Task prompt
Pick up the text on three-phase flow in the dyed micro-channels and continue it from its final sentence.

In order to make the fluids more distinguishable in the microscopic images, water and oil were dyed. For water, blue food dye was used and for the oils - Soltrol and Decane, Sudan IV, which is an organic red dye was used.

To mimic the reservoir fluids distribution, first water was injected into the channels, which occupied all the pore space, except places where air was trapped (Figure 7a). Then oil was injected to displace the water. After this step, all the three phases were present in the pore space, but the amount of air was very low and hence there was very little chance of observing all the three phases in the same pore (Figure 7b). Next air was injected as a secondary gas flood without any preceding water flood (Figure 7c). The reason for skipping the water flood step was to not lose the chance of observing all the three phases at the same location. All the injections were made manually by hand and there was no pressure or rate constraint at the inlet.

Figure 7: a) micro-channels filled with water and trapped air; b) oil is injected and three phases are present; c) air is injected and three phases are present in the system.
Click to enlarge
Figure 7: a) micro-channels filled with water and trapped air; b) oil is injected and three phases are present; c) air is injected and three phases are present in the system.

Records from a collection
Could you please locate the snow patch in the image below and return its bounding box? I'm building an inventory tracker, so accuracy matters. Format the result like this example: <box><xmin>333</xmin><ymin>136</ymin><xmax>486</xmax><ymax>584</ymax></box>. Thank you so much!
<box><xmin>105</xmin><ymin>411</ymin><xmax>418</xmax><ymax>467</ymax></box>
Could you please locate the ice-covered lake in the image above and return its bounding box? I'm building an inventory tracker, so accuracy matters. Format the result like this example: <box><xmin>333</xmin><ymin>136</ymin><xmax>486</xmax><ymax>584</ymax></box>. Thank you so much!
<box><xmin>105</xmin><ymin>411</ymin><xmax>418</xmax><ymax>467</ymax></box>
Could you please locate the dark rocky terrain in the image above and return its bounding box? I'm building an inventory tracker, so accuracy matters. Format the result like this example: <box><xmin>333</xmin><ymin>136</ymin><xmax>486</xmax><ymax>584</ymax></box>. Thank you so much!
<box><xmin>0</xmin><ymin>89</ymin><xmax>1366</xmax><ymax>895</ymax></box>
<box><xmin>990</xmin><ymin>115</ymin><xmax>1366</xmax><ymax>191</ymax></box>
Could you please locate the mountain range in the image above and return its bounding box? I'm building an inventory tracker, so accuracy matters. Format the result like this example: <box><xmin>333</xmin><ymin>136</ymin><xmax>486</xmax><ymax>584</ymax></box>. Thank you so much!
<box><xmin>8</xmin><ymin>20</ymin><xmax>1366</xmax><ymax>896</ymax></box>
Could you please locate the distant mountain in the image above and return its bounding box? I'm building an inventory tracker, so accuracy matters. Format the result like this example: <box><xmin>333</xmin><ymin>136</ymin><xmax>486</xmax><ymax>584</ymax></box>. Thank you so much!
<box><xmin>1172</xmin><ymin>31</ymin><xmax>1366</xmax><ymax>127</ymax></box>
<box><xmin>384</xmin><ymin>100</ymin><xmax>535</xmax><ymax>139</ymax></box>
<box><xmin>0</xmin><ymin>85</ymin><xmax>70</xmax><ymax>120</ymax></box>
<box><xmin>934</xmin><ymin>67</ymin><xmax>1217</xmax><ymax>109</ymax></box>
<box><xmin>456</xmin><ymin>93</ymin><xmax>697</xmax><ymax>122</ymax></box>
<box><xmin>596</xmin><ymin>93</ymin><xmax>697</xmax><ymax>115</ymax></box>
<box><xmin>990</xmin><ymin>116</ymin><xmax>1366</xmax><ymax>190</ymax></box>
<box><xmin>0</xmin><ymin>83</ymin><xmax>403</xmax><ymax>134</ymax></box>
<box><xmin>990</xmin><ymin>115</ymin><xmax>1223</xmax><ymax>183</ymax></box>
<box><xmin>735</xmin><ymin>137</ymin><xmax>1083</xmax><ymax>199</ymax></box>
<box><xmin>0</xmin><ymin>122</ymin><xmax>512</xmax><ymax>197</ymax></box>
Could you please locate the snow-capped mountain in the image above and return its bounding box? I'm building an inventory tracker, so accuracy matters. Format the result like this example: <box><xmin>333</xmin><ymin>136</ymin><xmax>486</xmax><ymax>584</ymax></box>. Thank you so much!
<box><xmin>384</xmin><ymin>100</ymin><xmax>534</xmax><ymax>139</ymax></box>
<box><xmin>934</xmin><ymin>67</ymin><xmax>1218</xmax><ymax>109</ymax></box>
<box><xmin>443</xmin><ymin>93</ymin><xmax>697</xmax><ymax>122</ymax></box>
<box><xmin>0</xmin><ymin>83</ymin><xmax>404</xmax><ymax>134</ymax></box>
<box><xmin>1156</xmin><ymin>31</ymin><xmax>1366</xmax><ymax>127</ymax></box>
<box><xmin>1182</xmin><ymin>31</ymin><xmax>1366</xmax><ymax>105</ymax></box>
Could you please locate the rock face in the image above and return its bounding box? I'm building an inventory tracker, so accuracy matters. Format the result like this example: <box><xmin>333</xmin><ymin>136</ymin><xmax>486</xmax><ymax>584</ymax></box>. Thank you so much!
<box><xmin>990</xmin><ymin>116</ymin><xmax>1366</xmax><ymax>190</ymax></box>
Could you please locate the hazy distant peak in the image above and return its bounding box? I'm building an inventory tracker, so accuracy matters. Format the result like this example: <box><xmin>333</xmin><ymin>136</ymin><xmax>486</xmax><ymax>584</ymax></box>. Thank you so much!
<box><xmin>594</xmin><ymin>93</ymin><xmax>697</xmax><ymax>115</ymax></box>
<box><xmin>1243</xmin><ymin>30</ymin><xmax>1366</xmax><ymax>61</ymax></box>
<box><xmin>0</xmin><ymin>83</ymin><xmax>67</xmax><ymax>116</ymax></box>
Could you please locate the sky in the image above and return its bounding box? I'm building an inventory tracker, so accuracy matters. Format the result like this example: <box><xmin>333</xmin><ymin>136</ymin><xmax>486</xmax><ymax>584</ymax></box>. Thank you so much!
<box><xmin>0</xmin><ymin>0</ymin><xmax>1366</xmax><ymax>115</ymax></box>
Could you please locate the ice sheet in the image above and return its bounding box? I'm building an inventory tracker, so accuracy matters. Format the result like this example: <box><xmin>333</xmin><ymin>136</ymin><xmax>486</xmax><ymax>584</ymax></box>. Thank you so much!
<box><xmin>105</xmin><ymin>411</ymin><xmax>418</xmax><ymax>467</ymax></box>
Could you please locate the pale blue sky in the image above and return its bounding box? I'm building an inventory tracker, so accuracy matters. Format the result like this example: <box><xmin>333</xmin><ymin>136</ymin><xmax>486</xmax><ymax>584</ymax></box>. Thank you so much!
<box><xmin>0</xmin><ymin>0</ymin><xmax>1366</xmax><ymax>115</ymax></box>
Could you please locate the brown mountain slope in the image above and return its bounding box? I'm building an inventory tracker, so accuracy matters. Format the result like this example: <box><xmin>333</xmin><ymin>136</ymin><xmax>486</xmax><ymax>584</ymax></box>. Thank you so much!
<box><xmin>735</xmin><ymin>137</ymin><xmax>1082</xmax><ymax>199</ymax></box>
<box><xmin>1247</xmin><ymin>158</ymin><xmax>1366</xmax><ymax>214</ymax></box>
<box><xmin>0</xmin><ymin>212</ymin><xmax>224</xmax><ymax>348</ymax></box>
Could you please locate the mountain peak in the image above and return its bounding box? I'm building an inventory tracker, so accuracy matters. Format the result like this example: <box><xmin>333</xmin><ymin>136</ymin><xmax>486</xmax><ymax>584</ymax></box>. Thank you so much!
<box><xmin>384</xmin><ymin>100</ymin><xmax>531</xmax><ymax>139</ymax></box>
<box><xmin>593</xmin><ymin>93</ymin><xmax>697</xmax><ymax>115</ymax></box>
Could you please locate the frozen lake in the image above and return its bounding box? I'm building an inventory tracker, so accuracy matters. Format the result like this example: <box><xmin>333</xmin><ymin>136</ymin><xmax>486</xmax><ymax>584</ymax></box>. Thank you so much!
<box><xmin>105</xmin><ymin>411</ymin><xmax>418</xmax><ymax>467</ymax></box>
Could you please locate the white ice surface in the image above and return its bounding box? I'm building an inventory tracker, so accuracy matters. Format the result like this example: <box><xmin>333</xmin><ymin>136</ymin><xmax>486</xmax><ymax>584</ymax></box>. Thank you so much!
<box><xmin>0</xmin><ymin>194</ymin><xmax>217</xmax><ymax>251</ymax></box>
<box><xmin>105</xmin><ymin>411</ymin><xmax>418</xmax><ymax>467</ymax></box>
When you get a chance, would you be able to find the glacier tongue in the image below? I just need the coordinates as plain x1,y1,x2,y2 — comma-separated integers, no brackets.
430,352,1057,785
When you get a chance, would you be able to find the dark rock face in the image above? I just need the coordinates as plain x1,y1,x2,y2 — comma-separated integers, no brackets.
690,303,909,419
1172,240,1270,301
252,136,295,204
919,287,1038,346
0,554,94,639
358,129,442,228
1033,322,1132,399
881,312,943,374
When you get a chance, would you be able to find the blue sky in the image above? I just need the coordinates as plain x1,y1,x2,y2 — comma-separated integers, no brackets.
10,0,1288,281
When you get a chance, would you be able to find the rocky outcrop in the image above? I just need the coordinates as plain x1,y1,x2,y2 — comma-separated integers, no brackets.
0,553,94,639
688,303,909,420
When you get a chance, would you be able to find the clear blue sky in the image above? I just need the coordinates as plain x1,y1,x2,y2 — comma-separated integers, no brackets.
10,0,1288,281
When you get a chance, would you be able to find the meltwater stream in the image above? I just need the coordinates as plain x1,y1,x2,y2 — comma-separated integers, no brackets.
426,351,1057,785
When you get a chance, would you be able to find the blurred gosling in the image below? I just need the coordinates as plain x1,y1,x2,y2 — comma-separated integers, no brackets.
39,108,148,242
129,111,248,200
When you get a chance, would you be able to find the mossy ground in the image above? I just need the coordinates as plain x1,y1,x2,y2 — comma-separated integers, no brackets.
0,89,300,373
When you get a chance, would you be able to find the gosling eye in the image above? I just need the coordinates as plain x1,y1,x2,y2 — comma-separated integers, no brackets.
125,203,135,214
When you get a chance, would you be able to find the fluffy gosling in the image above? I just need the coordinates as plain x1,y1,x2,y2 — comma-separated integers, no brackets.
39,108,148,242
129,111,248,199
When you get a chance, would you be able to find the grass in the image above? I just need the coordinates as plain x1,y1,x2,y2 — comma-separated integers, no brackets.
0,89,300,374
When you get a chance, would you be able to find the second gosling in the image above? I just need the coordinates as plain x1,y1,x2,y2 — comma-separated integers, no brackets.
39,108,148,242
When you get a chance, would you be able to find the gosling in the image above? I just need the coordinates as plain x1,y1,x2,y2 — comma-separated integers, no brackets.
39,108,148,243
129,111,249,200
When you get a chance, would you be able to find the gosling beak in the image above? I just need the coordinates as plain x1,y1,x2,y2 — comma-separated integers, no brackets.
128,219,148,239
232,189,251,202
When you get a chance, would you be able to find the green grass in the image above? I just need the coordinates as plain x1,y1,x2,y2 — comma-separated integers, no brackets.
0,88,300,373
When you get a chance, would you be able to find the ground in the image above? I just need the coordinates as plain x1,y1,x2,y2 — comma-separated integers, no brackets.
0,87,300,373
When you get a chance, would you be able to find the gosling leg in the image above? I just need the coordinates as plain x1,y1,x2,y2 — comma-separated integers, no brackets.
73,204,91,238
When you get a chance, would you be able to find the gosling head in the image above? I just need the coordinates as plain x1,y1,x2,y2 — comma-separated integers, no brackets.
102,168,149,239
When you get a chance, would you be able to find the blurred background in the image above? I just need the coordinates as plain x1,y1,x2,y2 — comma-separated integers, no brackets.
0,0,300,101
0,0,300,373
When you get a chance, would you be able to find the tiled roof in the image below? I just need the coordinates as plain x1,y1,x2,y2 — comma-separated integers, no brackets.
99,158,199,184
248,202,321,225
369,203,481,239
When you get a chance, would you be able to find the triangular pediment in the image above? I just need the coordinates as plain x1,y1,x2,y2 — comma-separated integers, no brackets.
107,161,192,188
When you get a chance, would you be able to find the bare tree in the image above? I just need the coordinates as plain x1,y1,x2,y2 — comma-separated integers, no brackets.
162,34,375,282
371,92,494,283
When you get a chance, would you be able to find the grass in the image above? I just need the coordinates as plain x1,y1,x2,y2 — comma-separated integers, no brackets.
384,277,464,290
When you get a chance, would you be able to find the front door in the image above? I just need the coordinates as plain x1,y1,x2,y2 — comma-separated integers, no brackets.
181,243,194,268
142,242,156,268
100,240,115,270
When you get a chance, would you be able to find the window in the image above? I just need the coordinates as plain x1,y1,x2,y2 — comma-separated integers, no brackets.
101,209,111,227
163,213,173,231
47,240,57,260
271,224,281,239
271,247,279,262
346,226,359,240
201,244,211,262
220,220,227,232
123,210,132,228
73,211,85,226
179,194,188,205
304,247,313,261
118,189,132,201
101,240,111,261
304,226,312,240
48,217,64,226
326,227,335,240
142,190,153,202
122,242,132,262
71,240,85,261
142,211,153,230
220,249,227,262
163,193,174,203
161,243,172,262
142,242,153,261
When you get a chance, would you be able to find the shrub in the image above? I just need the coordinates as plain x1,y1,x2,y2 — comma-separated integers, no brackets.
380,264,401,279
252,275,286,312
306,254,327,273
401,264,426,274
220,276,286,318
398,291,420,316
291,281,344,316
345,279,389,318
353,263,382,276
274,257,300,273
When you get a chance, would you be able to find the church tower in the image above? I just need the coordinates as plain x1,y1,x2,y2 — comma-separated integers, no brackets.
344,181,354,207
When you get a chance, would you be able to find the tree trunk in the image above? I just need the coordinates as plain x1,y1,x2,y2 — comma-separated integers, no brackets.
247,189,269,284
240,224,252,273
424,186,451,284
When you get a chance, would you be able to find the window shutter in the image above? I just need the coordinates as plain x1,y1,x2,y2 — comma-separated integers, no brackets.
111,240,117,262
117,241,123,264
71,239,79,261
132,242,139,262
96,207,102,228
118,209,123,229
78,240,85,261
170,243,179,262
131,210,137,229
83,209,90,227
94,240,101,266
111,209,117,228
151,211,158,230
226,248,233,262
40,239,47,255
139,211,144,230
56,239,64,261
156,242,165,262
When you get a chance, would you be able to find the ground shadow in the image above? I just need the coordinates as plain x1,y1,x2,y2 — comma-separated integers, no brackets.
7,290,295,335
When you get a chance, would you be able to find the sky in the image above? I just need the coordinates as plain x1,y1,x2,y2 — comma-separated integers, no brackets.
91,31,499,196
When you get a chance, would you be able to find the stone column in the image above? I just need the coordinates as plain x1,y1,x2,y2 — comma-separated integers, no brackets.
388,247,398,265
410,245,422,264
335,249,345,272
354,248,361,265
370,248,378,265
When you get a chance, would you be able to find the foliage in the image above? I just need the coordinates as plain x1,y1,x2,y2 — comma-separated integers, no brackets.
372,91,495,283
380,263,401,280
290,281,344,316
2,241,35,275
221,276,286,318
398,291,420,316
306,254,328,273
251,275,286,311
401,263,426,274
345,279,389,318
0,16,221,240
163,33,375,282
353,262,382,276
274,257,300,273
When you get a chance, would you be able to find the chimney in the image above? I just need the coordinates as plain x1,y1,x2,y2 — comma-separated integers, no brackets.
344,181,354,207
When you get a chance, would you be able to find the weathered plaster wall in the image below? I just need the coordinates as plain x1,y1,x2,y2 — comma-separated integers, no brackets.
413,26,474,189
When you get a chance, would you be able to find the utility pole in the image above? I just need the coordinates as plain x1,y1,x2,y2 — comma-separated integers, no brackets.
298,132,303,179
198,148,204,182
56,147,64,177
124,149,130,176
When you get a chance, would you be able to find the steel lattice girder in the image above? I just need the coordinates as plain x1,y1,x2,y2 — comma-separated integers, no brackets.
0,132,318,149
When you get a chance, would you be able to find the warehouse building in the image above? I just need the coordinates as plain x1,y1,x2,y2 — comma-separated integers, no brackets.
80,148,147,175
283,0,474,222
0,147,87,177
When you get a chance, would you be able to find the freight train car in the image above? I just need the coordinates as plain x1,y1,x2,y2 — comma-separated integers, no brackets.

Task response
Results and Discussion

Apart from representing a more realistic reservoir porous network, the designed depths of channels (10 µm) facilitated capturing the interface of gas phase and liquid phase. Higher channel depths lead to higher curved interfaces between gas and liquid due to the relatively low interfacial tension of the gas against oil and water. On the other hand, much lower thickness devices have limitation in terms of distinguishing the different phases. Because of reduced thickness, the concentration of the dye also decreases and thus the color intensity of the liquids decreases. But in our designed 10 µm thick micro-channels, the color remained sufficiently distinguishable. The aqueous phase had a blue color tone and could easily be identified from the other two phases. The gaseous phase was not dyed and its color was grayish. The gaseous phase could be located by its thick boundaries due to the high curvature of its interfaces with liquids. The oil phase had a diluted red color tone and could be similarly distinguished from the other two phases. The microscopic lamp emitted a warm light and that slightly faded the red color of the oil, even though it was fairly distinguishable.

Negative Oil Spreading Coefficient

As illustrated in Table 1, the water, decane and air system had a negative spreading coefficient. Water, decane, and air were injected into the device to examine the three-phase displacement process and the occurrence of oil films in case of a negative spreading system. Previously Keller, et al. [15] had showed that there could exist a stable decane oil layer spreading over water, even when the spreading coefficient is negative. Zhou and Blunt [16] also theoretically proved that generation of oil films is possible in negative spreading coefficient, but it is much rarer than in positive spreading systems. They had also pointed out that the pore geometry plays a pivotal role in the generation of oil films. Work of Oren, et al. [13] also showed the presence of oil films, even though it was not as continuous as in the positive spreading system.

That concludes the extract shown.